Restate the listing below word for word.

_ _ _ _ _ _ _

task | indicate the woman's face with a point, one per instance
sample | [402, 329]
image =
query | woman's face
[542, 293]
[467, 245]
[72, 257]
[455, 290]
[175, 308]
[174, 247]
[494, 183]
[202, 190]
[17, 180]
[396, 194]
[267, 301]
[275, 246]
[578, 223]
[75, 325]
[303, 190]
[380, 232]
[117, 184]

_ _ _ _ _ _ _

**Answer section**
task | indicate the woman's face with a point, one per instance
sample | [402, 329]
image =
query | woman's face
[542, 293]
[467, 245]
[72, 257]
[455, 290]
[175, 308]
[174, 247]
[494, 183]
[202, 190]
[17, 180]
[396, 194]
[267, 301]
[275, 246]
[578, 223]
[75, 325]
[303, 190]
[380, 232]
[117, 184]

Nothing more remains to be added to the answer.